▶ Exercise directions: In the records below, put everything from the line containing "Quick check — is there any tree bark" down to the line containing "[529,326,542,351]", both included, into a Markdown table with the columns Row and Content. Number each line in Row, place the line itself in Content, and leave out blank lines.

-- BEGIN --

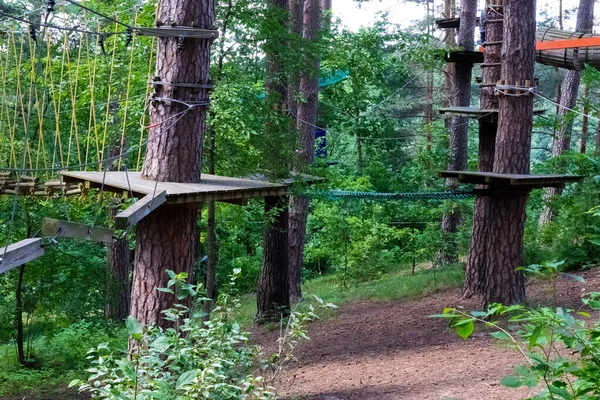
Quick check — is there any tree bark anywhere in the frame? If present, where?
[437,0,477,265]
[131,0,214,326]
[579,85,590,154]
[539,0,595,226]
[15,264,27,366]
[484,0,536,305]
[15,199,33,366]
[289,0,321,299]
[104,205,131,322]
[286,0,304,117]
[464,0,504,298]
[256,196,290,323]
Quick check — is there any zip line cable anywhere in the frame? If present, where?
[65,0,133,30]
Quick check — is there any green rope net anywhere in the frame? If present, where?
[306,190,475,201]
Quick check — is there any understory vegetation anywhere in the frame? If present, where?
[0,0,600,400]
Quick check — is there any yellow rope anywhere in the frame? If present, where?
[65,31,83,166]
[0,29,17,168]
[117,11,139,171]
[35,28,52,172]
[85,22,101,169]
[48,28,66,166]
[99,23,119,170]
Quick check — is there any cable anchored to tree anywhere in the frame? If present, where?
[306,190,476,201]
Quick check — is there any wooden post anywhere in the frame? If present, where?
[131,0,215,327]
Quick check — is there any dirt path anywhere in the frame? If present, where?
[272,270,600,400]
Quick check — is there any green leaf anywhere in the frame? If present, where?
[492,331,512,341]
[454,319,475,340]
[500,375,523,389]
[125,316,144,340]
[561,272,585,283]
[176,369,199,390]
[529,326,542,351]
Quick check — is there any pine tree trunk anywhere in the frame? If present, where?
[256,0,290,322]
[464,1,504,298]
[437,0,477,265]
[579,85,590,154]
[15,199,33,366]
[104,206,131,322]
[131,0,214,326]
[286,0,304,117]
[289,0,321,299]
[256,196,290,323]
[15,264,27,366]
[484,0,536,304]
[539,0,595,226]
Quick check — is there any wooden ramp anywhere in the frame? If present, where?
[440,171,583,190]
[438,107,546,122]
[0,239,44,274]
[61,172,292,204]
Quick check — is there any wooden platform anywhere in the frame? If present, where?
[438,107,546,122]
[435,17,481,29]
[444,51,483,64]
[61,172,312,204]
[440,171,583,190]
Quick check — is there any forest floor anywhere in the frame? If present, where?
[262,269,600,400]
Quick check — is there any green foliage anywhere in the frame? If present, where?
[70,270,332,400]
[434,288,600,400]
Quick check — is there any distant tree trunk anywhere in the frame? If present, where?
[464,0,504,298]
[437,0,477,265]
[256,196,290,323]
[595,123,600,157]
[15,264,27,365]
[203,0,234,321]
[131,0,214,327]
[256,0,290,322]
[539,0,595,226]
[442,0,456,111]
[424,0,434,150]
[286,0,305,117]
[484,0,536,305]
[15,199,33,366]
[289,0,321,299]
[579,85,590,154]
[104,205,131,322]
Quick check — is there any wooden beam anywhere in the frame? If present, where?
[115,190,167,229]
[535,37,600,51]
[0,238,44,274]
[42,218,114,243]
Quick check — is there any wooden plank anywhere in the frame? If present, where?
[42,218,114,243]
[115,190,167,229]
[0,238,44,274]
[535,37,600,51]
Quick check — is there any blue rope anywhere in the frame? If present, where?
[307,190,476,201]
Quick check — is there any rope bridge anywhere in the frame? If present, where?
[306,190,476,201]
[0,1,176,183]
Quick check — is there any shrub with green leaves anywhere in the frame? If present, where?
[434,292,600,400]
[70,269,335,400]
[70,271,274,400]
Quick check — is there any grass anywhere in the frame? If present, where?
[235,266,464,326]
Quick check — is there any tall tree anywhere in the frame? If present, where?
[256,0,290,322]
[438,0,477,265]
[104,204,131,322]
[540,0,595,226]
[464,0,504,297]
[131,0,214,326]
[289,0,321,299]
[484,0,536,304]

-- END --
-- BEGIN --

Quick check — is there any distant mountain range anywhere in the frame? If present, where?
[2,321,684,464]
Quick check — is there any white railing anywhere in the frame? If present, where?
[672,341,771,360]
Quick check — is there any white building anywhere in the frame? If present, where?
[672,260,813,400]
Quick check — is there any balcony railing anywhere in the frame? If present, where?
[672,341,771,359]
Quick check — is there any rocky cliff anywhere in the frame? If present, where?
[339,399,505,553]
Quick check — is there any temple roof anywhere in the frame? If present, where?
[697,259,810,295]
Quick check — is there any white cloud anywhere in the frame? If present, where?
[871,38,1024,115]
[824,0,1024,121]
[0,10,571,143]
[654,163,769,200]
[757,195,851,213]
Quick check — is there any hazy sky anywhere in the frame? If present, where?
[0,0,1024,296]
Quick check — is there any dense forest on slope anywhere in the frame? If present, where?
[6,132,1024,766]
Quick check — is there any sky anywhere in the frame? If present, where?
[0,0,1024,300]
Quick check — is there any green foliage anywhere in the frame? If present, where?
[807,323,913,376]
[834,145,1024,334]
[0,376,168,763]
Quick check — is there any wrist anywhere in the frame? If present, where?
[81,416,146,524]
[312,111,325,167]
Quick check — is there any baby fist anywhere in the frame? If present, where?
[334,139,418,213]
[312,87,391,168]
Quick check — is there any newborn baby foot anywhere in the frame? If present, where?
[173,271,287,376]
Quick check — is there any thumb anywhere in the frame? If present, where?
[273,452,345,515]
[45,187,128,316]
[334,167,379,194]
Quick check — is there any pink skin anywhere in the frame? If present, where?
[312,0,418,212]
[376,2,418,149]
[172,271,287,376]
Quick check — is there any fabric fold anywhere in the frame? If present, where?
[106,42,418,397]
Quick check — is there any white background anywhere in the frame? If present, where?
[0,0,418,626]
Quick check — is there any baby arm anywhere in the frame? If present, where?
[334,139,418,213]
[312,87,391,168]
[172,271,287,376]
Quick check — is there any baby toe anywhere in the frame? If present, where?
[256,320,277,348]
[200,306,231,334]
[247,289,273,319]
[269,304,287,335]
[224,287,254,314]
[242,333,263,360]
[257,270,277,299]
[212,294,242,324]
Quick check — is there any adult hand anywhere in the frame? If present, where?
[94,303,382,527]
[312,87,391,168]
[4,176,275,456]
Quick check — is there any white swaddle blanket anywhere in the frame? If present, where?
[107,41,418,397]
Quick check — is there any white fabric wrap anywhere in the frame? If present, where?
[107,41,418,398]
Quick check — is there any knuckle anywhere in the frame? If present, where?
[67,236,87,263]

-- END --
-- BEGIN --

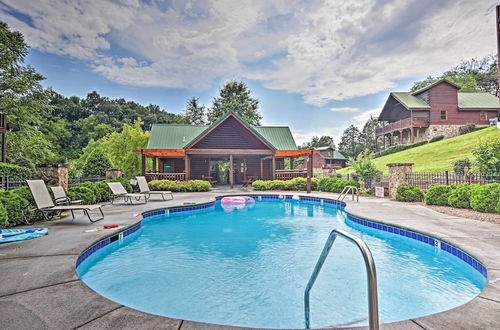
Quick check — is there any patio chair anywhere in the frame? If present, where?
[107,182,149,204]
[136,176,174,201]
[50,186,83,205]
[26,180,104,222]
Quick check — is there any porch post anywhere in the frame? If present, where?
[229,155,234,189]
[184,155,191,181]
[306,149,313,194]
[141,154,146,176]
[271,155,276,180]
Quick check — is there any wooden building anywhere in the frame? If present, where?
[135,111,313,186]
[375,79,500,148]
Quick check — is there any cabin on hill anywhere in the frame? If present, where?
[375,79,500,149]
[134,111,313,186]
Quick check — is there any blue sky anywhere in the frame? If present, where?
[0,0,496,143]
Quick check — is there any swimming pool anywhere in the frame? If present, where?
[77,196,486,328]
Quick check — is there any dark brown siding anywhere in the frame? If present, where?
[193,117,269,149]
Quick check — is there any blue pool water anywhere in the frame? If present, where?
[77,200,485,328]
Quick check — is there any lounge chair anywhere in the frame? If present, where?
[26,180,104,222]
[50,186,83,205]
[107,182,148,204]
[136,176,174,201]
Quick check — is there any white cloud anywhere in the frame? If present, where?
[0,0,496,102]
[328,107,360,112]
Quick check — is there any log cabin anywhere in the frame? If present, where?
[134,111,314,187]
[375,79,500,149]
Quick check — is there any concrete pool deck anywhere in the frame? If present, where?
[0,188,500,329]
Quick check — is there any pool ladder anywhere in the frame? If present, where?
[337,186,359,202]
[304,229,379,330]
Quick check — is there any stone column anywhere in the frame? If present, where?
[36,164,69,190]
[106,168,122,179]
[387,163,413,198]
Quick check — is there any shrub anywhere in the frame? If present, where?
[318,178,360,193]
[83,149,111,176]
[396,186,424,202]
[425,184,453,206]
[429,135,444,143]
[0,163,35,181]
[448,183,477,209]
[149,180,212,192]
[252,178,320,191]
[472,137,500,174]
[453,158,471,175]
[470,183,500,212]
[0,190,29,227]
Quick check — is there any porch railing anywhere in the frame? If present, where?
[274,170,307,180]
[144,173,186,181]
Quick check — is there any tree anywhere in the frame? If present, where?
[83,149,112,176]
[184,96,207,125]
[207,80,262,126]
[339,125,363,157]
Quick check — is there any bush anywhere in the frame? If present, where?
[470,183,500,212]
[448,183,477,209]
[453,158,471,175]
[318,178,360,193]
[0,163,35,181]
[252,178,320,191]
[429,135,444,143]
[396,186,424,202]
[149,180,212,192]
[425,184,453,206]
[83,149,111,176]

-- END --

▶ Result:
| Row | Content |
|---|---|
| 1 | Quick check — is there any tree bark anywhere in the frame? If present, where? |
| 2 | [437,0,477,265] |
| 3 | [131,0,214,326] |
| 4 | [579,85,590,154] |
| 5 | [539,0,595,226] |
| 6 | [15,264,27,366] |
| 7 | [484,0,536,305] |
| 8 | [15,199,33,366] |
| 9 | [289,0,321,299] |
| 10 | [104,205,131,322] |
| 11 | [286,0,304,117] |
| 12 | [464,0,504,298] |
| 13 | [256,196,290,323] |
| 14 | Quick check — is there any zip line cable anywhere in the frame? If present, where? |
| 15 | [65,0,133,30] |
| 16 | Quick check — is there any green rope net anywhere in the frame? If present, where? |
| 17 | [306,190,475,201] |
| 18 | Quick check — is there any understory vegetation anywhere in the frame? If present, where? |
| 19 | [0,0,600,400] |
| 20 | Quick check — is there any yellow rope anywhere in the frame? If present, where? |
| 21 | [65,31,83,166] |
| 22 | [0,29,17,168] |
| 23 | [117,11,139,171] |
| 24 | [35,28,52,172] |
| 25 | [85,22,101,169] |
| 26 | [48,28,66,166] |
| 27 | [99,23,119,170] |
| 28 | Quick check — is there any cable anchored to tree anywhere in the frame? If present, where? |
| 29 | [306,190,476,201] |
| 30 | Quick check — is there any wooden post anywhere in the frame? If present, where? |
| 31 | [131,0,215,327] |
| 32 | Quick check — is there any dirt path anywhere in the frame? If present, where? |
| 33 | [272,270,600,400] |
| 34 | Quick check — is there any green leaf anywhere in the frame? If present, where? |
| 35 | [492,331,512,341] |
| 36 | [454,319,475,340] |
| 37 | [500,375,523,389] |
| 38 | [125,316,144,340] |
| 39 | [561,272,585,283] |
| 40 | [176,369,199,390] |
| 41 | [529,326,542,351] |